== 页面摘录 ==
* * *

祖望谨案:兼山以将家子,知慕程门,卒死王事。白云高蹈终身,和靖所记党锢后事,恐未然也。郭门之学虽孤行,然自谢艮斋至黎立武,绵绵不绝。述《兼山学案》。(梓材案:兼山、白云父子及谢先生传,黄氏补本附列《伊川学案》,谢山则别为《兼山学案》。)

◆伊川门人(胡、周再传。)

提刑郭兼山先生忠孝

郭忠孝,字立之,河南人。受《易》、《中庸》于小程子。以荫补官,第进士,不忍去亲侧,多仕于河南管库间。宣和中,为河东路提举,忤宰相王黼,免。靖康初,召为军器少监。入对,斥和议,陈追击之策,谓「兵家忌深入,若不能击其归,他日安能御其来」,复条上战守十余事,不用。改永兴军路提点刑狱,措置保甲。金人犯永兴,与经略使唐重分城而守,城陷,与重俱死之。赠太中大夫。子雍。

附录

朱子《伊洛渊源录》曰:郭立之忠孝,宣徽使逵之子,事见《伊川年谱》。祁宽记尹和靖语云:「忠孝每见伊川,问《论语》,伊川皆不答。一日,语之曰:『子从事于此多少时﹖所问皆大,且须切问近思!』」《外书》云:「郭忠孝议《易传序》曰:『易即道也,又从何道﹖』或以问伊川,伊川曰:『人随时变易为何﹖为从道也。』」今观忠孝所著《易书》,专论互体、卦变,与《易传》殊不同。然其子雍辩《年谱》所记事甚详,未知孰是。

* * *

把郭忠孝这段文字从「朱子《伊洛渊源录》曰:郭立之」到「年谱》所记事甚详,未知孰是。」一字不改地照录下来。 作答用不到列表。

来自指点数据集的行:
* * *

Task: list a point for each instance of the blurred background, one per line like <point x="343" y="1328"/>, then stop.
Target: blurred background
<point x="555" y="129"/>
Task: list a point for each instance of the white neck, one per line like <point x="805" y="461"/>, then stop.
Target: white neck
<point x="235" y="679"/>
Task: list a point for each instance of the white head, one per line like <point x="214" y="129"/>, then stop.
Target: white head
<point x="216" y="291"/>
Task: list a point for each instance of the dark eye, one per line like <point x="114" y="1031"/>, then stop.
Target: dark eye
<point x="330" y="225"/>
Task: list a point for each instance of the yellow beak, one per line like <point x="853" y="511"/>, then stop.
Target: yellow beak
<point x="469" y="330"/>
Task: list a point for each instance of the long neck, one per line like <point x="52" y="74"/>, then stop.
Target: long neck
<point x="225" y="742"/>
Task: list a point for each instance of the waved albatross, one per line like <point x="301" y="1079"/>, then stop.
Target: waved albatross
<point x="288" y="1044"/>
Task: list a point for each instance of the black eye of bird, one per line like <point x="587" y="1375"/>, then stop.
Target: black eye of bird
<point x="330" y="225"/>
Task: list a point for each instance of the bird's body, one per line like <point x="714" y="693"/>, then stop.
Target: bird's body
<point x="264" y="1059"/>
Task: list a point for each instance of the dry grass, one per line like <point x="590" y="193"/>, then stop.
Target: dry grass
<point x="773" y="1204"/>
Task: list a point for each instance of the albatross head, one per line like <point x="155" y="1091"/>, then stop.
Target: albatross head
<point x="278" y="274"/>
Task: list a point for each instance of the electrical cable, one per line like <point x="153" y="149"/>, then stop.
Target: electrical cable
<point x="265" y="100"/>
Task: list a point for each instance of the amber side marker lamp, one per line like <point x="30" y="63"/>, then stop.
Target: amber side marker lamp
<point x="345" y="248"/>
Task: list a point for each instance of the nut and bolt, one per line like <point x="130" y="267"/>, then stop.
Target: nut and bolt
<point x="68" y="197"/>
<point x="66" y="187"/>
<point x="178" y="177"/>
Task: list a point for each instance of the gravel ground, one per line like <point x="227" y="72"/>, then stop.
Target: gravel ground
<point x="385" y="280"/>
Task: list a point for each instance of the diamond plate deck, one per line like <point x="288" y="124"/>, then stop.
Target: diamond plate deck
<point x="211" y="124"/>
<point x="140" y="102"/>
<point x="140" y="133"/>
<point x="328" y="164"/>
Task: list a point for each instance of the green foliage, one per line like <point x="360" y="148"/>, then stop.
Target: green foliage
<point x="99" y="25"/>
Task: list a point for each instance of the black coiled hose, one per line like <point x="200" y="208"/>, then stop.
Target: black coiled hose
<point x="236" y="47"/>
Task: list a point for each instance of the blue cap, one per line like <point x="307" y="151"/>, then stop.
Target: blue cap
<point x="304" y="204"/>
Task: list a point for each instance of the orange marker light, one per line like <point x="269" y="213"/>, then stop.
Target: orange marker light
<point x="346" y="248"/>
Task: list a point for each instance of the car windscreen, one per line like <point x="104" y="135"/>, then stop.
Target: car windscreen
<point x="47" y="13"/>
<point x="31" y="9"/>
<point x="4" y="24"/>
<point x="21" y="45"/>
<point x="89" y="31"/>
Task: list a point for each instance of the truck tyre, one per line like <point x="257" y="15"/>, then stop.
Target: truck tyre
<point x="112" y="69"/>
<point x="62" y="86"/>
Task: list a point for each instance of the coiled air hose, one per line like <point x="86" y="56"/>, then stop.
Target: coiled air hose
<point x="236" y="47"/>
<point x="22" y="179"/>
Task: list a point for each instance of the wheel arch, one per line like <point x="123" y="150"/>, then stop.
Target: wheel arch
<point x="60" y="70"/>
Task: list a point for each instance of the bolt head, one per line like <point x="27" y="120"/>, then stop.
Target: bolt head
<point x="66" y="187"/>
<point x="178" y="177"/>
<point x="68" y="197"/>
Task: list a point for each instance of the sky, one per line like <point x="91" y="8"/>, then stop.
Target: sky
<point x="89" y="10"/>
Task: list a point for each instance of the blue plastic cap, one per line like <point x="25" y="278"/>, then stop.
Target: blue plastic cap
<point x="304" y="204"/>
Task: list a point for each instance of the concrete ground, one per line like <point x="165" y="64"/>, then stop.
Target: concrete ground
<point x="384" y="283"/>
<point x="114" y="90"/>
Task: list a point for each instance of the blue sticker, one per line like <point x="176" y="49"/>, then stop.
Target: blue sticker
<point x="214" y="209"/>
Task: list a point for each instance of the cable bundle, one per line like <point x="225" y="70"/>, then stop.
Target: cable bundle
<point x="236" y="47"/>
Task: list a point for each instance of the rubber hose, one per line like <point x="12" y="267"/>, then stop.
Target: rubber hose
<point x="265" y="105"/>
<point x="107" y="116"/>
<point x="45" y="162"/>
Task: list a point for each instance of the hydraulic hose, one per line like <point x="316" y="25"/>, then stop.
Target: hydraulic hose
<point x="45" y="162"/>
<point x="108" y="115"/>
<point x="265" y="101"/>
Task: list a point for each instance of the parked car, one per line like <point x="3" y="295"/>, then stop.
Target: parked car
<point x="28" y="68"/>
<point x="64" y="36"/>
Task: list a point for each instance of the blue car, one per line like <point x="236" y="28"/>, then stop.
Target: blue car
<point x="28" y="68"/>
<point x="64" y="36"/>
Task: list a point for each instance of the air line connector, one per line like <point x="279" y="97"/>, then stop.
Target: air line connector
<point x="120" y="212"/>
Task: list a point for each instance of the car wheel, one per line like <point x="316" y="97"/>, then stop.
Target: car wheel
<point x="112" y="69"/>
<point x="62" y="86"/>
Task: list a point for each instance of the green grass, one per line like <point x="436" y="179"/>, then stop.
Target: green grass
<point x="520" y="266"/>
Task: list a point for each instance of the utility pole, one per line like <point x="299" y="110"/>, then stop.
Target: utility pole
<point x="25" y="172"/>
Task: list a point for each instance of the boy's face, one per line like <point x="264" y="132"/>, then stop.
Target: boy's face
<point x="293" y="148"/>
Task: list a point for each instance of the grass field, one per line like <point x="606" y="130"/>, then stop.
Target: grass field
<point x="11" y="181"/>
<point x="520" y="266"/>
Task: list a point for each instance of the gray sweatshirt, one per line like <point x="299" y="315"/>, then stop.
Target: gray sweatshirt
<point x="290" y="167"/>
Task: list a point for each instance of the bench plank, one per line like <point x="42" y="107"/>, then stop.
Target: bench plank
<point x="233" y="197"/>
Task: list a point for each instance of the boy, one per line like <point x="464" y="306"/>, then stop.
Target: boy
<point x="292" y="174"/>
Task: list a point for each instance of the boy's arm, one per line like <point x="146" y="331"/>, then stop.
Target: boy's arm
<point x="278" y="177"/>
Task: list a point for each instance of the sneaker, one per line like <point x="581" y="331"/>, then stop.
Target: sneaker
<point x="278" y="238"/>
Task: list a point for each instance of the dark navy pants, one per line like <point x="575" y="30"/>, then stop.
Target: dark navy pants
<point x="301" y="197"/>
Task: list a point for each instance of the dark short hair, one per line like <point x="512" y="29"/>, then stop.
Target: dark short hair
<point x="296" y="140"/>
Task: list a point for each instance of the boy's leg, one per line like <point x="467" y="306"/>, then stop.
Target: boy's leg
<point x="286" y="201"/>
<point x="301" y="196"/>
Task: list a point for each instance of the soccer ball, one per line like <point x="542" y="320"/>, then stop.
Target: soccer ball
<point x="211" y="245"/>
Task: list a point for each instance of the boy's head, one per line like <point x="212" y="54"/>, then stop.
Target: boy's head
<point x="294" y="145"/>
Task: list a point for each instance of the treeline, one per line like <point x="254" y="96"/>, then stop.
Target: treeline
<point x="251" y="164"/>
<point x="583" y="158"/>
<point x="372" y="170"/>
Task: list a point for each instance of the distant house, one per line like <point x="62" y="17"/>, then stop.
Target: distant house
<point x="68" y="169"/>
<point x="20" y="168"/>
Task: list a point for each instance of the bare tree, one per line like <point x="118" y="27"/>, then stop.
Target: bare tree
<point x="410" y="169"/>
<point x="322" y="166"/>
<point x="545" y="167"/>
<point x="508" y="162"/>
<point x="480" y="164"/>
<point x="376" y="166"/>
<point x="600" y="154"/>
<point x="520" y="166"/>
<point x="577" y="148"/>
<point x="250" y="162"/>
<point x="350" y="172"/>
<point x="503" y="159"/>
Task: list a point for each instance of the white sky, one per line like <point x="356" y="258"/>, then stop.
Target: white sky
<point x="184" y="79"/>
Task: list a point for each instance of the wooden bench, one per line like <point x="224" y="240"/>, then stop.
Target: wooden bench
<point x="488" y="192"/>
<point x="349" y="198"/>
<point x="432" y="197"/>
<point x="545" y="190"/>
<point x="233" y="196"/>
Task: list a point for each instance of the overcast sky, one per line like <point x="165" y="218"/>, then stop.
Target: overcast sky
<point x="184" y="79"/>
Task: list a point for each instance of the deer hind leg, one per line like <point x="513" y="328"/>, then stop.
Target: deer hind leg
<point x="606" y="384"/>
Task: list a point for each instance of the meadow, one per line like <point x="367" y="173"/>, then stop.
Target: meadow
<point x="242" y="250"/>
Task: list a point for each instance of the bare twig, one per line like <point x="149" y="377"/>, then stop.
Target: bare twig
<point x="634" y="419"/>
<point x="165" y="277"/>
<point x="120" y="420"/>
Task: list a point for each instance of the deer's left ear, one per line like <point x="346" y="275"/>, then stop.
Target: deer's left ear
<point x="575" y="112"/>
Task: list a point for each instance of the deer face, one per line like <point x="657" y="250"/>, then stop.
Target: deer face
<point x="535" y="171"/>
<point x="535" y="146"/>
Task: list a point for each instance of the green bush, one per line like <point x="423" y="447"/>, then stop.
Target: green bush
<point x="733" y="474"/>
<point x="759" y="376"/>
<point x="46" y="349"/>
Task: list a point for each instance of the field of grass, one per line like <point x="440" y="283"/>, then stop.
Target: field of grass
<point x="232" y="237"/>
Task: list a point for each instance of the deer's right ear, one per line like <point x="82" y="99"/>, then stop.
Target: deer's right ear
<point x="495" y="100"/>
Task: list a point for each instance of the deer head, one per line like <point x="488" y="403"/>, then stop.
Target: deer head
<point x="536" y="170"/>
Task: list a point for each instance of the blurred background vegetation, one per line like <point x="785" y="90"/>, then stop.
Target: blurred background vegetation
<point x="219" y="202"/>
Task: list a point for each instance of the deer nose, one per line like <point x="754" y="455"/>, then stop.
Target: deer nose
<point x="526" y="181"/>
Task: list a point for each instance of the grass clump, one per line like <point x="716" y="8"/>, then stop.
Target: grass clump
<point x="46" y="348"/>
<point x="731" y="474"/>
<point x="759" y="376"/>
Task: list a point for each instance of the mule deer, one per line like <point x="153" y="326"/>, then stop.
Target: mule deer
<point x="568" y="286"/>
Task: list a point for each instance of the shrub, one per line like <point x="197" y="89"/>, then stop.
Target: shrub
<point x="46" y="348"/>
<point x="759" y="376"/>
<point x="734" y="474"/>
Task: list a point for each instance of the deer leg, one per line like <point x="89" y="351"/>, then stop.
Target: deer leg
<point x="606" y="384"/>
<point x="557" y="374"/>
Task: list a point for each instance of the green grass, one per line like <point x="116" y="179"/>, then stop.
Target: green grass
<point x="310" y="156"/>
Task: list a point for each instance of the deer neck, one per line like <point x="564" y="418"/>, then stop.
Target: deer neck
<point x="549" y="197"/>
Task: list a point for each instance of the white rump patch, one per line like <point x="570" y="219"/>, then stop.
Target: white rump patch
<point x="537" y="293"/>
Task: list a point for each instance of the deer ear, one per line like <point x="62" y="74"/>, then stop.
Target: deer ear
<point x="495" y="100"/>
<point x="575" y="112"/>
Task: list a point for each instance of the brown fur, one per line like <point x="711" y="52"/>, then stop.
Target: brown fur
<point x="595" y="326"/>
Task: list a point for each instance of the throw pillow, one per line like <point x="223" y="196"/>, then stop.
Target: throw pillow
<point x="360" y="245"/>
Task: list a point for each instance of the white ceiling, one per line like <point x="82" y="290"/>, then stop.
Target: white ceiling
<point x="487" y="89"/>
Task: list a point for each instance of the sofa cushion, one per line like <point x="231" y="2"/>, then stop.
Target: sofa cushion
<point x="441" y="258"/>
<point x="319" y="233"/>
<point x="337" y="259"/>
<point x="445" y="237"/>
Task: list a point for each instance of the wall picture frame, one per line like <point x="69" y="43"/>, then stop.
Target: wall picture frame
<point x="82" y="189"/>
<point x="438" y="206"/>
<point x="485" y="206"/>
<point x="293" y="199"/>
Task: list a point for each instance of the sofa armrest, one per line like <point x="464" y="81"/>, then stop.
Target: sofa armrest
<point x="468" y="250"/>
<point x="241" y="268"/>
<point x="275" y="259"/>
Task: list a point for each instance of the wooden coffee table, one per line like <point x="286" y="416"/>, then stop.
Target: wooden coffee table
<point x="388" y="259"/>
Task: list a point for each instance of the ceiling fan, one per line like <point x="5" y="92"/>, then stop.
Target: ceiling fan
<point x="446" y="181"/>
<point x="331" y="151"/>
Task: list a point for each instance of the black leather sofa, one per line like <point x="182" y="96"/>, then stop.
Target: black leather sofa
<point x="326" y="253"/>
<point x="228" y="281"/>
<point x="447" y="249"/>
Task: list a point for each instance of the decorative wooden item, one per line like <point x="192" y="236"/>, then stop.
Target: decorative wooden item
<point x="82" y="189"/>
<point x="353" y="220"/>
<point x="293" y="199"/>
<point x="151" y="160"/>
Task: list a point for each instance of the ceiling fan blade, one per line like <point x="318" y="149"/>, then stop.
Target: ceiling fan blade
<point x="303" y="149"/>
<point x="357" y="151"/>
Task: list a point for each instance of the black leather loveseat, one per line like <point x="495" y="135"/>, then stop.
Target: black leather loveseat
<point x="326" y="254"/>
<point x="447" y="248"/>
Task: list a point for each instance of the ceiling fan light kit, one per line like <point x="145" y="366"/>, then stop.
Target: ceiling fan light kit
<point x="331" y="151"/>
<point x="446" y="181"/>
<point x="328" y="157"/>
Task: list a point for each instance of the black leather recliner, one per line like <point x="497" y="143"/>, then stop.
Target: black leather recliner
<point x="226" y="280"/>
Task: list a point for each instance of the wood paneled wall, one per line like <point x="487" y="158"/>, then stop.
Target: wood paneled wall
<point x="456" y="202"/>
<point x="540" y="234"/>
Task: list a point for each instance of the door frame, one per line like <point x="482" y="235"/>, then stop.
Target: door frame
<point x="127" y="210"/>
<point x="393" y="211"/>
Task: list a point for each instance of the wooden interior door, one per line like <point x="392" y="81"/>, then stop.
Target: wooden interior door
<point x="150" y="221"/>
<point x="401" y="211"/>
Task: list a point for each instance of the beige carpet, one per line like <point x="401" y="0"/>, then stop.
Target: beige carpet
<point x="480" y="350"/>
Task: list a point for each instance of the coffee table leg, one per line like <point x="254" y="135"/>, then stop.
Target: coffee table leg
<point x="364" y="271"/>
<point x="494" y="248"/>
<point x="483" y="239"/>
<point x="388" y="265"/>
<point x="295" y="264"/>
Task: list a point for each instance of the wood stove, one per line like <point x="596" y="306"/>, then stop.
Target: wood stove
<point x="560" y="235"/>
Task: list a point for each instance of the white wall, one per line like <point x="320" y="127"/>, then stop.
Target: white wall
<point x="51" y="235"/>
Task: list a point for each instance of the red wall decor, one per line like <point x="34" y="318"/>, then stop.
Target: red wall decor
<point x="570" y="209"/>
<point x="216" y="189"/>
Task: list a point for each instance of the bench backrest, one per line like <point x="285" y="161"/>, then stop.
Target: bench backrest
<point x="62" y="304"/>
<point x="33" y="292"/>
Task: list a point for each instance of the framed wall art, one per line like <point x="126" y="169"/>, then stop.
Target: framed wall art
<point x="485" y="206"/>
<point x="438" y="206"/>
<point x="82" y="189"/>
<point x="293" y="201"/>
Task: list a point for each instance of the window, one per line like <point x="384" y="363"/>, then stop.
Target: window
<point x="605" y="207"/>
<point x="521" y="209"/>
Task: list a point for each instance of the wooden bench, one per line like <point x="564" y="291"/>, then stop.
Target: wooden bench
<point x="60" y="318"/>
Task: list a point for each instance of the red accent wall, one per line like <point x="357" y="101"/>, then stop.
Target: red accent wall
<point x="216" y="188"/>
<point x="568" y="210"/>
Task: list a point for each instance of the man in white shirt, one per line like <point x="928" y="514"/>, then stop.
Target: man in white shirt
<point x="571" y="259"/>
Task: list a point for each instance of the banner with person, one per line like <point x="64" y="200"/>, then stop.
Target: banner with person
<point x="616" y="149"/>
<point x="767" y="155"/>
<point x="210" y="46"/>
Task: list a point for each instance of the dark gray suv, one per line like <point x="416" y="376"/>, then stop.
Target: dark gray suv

* * *

== 本题作答 ==
朱子《伊洛渊源录》曰:郭立之忠孝,宣徽使逵之子,事见《伊川年谱》。祁宽记尹和靖语云:「忠孝每见伊川,问《论语》,伊川皆不答。一日,语之曰:『子从事于此多少时﹖所问皆大,且须切问近思!』」《外书》云:「郭忠孝议《易传序》曰:『易即道也,又从何道﹖』或以问伊川,伊川曰:『人随时变易为何﹖为从道也。』」今观忠孝所著《易书》,专论互体、卦变,与《易传》殊不同。然其子雍辩《年谱》所记事甚详,未知孰是。